WHAT TO DO: Locate every line in the records below that contains the string "outline" and copy each such line in full. Case matters.

***** SUPPLIED DATA *****

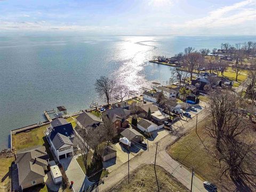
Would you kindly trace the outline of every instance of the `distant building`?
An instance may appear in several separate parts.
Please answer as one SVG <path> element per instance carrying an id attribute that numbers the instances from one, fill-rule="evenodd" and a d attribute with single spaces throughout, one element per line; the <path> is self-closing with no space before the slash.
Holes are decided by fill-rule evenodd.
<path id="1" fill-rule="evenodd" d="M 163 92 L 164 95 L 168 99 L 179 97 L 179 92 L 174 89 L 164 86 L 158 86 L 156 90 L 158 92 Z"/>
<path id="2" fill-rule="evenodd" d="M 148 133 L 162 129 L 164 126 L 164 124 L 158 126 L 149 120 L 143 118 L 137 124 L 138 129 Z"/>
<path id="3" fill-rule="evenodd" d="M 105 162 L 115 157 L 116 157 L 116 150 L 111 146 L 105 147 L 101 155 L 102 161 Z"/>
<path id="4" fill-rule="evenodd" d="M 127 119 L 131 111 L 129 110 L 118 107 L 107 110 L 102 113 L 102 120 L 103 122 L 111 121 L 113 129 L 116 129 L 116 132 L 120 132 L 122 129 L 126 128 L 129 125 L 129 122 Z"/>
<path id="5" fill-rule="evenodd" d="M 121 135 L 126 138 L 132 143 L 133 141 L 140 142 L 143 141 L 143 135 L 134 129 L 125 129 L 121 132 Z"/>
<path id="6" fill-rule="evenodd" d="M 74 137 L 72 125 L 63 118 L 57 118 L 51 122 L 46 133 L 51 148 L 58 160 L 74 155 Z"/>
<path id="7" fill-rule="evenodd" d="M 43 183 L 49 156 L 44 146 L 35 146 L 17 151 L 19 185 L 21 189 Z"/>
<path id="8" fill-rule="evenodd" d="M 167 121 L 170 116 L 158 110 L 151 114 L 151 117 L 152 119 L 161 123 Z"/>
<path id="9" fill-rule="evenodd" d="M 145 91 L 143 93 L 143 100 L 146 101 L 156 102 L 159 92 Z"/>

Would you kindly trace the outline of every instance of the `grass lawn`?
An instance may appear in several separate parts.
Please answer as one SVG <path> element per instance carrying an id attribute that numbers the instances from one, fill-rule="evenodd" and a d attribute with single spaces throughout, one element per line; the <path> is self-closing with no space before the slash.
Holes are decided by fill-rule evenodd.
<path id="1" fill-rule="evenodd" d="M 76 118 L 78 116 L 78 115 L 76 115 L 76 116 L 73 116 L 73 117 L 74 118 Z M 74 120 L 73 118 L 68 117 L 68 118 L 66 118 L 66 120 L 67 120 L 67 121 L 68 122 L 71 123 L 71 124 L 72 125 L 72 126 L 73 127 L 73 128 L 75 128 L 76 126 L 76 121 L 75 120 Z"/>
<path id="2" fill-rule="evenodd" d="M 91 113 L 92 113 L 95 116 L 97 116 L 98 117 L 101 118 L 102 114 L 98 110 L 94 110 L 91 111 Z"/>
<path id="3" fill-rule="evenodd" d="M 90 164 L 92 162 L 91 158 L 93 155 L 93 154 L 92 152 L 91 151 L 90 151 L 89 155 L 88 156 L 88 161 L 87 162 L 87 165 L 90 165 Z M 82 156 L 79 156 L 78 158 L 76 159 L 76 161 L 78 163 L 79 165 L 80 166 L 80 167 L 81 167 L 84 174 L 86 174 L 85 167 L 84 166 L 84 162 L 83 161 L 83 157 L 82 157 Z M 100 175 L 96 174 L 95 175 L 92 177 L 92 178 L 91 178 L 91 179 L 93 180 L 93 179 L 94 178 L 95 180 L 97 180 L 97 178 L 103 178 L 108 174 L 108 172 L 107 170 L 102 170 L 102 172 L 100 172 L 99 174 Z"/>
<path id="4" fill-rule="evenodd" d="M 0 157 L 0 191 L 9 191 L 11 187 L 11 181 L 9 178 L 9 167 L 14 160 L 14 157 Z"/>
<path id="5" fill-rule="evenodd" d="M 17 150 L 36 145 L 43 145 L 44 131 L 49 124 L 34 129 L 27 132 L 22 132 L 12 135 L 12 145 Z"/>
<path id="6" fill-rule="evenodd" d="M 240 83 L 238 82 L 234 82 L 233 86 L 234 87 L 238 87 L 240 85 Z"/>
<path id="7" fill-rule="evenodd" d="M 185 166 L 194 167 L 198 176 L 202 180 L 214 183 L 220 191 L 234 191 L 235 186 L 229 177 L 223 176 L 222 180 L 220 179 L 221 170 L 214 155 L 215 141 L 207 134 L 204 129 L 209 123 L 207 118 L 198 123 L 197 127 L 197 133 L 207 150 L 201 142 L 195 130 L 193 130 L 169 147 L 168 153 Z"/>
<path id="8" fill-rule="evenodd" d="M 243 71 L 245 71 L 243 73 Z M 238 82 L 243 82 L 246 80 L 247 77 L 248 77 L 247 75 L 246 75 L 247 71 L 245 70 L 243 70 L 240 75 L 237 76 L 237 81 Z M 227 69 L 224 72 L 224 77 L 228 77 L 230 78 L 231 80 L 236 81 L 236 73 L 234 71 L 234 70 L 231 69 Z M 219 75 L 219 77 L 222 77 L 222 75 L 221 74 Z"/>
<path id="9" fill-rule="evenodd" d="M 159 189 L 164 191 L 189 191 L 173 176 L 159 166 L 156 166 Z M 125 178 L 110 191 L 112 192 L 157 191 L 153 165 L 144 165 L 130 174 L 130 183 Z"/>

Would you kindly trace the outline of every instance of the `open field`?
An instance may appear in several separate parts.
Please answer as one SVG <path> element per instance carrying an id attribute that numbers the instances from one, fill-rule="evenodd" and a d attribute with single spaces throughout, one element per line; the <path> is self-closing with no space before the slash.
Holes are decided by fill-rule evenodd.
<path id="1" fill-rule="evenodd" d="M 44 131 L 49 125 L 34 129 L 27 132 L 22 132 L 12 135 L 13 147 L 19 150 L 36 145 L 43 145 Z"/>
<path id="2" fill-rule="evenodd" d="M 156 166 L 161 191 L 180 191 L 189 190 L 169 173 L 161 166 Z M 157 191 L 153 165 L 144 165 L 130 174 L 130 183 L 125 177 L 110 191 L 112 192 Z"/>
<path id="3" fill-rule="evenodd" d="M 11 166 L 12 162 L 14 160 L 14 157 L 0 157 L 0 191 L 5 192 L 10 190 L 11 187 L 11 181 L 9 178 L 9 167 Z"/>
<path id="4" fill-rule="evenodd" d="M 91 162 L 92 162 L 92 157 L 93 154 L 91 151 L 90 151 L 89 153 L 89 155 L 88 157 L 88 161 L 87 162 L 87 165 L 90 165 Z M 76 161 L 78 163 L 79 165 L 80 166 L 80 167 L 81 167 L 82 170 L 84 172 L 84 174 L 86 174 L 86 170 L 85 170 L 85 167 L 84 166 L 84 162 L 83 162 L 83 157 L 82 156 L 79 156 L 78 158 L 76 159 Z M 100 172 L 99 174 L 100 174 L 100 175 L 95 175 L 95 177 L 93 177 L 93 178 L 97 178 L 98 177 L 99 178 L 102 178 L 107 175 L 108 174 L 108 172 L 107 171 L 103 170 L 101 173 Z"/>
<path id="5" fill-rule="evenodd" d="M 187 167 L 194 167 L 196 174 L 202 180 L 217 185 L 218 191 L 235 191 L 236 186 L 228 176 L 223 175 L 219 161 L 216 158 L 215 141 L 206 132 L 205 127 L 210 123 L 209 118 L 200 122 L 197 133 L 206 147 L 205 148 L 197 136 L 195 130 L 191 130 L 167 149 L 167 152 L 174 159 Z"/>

*****
***** SUPPLIED DATA *****

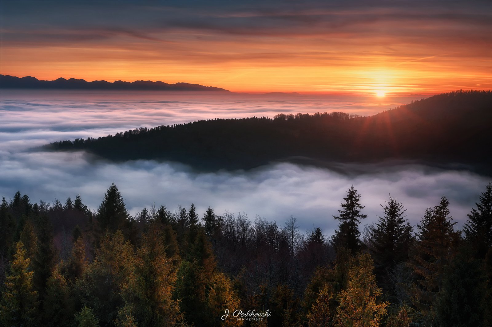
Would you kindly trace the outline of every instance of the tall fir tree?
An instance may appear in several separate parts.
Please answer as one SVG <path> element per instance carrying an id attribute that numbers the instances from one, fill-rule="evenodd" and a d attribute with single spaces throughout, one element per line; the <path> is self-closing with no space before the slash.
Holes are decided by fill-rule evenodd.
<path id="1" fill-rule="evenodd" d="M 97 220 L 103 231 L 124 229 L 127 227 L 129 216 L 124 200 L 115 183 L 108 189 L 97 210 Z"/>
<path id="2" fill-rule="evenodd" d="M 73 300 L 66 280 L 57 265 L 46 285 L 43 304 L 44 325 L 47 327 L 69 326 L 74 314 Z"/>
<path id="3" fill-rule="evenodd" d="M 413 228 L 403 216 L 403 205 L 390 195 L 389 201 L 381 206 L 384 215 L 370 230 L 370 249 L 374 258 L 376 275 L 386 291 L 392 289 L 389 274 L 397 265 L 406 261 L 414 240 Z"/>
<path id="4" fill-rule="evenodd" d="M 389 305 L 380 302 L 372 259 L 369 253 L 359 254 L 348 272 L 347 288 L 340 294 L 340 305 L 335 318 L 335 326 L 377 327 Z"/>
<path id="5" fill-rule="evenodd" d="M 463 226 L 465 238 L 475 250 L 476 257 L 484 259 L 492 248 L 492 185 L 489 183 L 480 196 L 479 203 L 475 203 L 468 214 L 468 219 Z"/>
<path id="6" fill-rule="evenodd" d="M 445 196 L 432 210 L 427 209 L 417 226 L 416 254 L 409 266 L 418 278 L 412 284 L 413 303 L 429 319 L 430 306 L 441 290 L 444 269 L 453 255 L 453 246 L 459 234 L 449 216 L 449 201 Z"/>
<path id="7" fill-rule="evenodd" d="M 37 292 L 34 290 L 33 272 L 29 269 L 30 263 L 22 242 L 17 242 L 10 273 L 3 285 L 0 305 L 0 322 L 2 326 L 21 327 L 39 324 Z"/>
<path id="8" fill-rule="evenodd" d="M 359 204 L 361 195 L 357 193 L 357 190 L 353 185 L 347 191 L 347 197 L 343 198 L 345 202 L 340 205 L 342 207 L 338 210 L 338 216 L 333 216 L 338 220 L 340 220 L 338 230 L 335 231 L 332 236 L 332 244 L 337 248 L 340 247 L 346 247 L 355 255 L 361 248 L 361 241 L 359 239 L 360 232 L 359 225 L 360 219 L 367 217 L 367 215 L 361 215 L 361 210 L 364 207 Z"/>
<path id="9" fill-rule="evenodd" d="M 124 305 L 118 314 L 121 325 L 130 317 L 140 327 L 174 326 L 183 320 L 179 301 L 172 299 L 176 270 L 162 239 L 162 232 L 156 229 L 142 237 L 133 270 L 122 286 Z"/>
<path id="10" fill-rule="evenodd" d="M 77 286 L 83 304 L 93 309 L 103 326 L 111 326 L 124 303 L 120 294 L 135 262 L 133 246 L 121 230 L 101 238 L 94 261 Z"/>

*****

RESPONSE TO THIS TASK:
Would you kindly trace the outline of every instance of the `distant building`?
Would you kindly trace the outline of every instance of the `grass lawn`?
Would you kindly trace the outline of every instance of the `open field`?
Would you kindly trace the outline of every instance of the tall fir tree?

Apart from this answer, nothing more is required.